# [Written request A]
Print the stretch of the article on architecture and art from "The rest of" through "the profession today.", copied word for word.
# [Written request B]
In the article on architecture and art, which student treated the river site as a place where people might work, shop and live?
# [Written request C]
Pick up the article on architecture and art after its last sentence and keep writing it.

# [Source]
Confusing Architecture With Art

May 11, 1986|Sam Hall Kaplan

Architecture, with all its confounding challenges, came to the surface recently at a studio review at the Southern California Institute of Architecture, but only briefly before being submerged in a wave of art.

On display were student solutions to a design problem that involved developing a dismal section of the Los Angeles River at the 1st Street bridge into an asset for the adjacent communities and the city.

Los Angeles was founded because of the river, which sustained the city in its first 100 or so years. Such amenities usually are cherished. Other cities, such as Paris, New York and San Antonio, among many, line sections of the rivers with parks, promenades and housing.

But Los Angeles has turned its heritage into a raw concrete conduit, a raceway for that one-day, once-in-a-100-years flood. As for the other 99 years and 364 days, we have ugliness rationalized by unimaginative engineers. The river pleads for a vision.

"It was my hope that the students would come up with something that would take advantage of the river, bring it to life, and be useful," said Prof. Glenn Small, who directed the studio. He could not hide his disappointment with the solutions, nor could the visiting jurors.

While some of the art executed by the students in various sculptural forms and decoration was engaging and would have done any art school proud, it was not architecture. Only one student in a dozen, Abimbola Ogunmowo, dealt with the site as a place where people might work, shop and live, as well as play.

The rest of the class, with varying success, dealt with the site as a place to put a favored object in or create a static, if colorful scene, with the hope that it might attract attention and somehow generate vague activity.

In defense, some of the students said they had considered more ambitious and architectural solutions, including residential and commercial schemes. But as Abdulla Darwish said, "the reality was too much."

Other students chimed in about problems of jurisdiction, financing and engineering in explaining why they retreated to execute water sculptures and other flights of fancy. As such, the "design solutions" of the students, with the exception of the scheme by Ogunmowo, were reflecting an unfortunate trend in the profession today.

Faced with increasing complications when addressing a site, from economic and political to physical and aesthetic, many architects are shrugging their shoulders to put on the cloak of an artist.

And while the critical design decisions, such as scale and massing and effect on street life, are being left to others, if not to whim, they retreat to simply decorate the structure or play games with materials.

It is not that architecture is not art, dealing as it does with materials and space to create images and mood. It is most certainly art in that it is an aesthetic experience, proposing "an effect on the human mind, not merely a service to the human frame," in the words of historian John Ruskin.

But architecture's initial rationale and prime purpose is that of service, creating a usable, logical and reasonable structure, be it a place to live, work, recreate or contemplate. That is why it is known as a social art, and not simply as an art.

And whatever structure is created is not an isolated object, drawing as it does from, and in turn affecting, the surrounding environment as an element in a community and reflective of the time and culture in which it was created.

# [Information supplied]
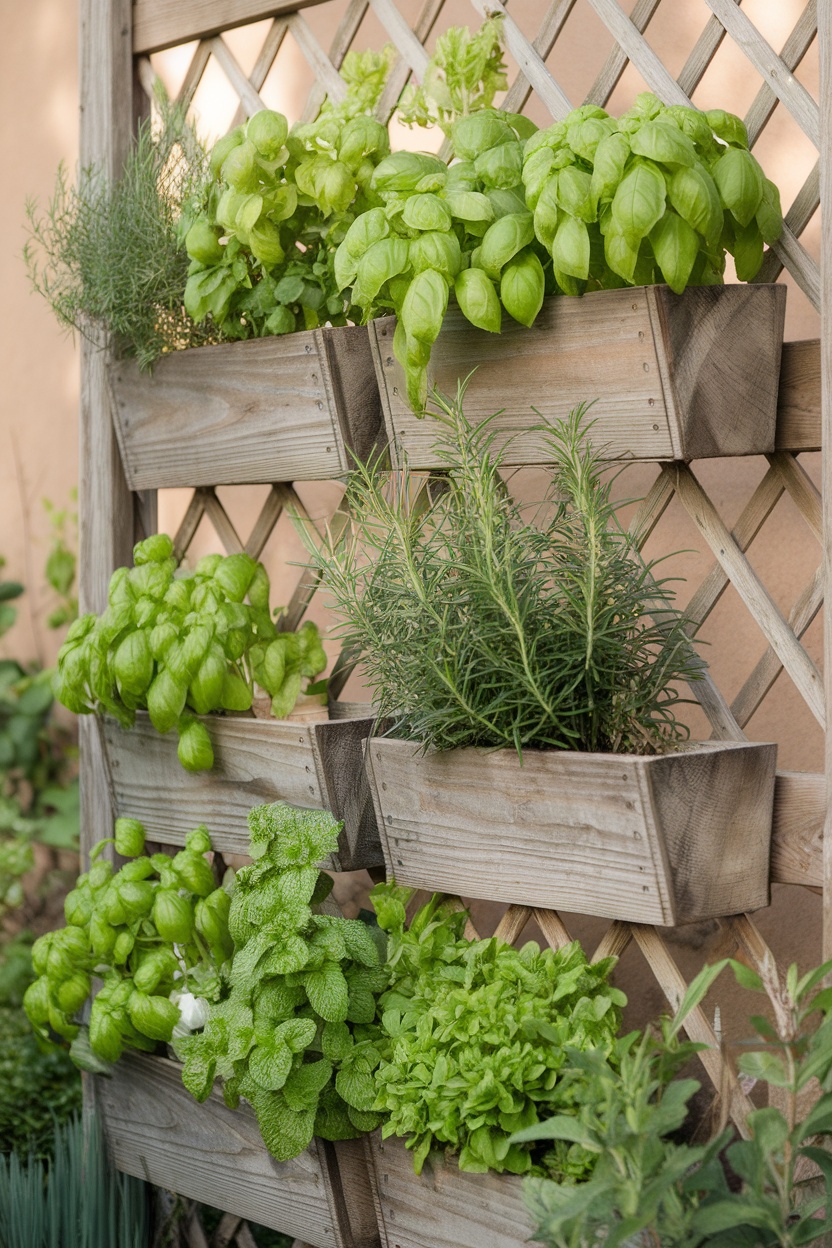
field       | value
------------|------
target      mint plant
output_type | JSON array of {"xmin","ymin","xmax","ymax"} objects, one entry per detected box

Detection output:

# [Written reply A]
The rest of the class, with varying success, dealt with the site as a place to put a favored object in or create a static, if colorful scene, with the hope that it might attract attention and somehow generate vague activity.

In defense, some of the students said they had considered more ambitious and architectural solutions, including residential and commercial schemes. But as Abdulla Darwish said, "the reality was too much."

Other students chimed in about problems of jurisdiction, financing and engineering in explaining why they retreated to execute water sculptures and other flights of fancy. As such, the "design solutions" of the students, with the exception of the scheme by Ogunmowo, were reflecting an unfortunate trend in the profession today.

# [Written reply B]
Abimbola Ogunmowo

# [Written reply C]
It is a tough row to hoe, and therefore understandable why many architects and their student mimics retreat these days into art. Understandable, but not excusable if they want to be considered and judged as architects.

Meanwhile, the potential of the Los Angeles River as an attraction instead of an attractive nuisance, remains untapped. But in studios of students hope springs eternal, if only in the kernel of one aspiring architect and one inspiring, sympathetic teacher.

HOPE SPRINGS ETERNAL . . . also in the breasts of the members of Los Angeles Beautiful that the city soon will come up with a stronger sign ordinance.

In this not best of all possible worlds, all things are relative. The controls now have about as many holes in them as a "No Shooting" sign across the road from a gun club.

Led by Ted Wu, and up against one of the stronger lobby groups in the state, the environmental group has gotten the city to consider establishing some limited restrictions on on-site billboards.

Some billboards in select commercial zones, in particular along Sunset Boulevard, have a pop appeal that lend a special ambiance to the area. These tend to be in the jurisdiction of West Hollywood, and is that new city's heritage.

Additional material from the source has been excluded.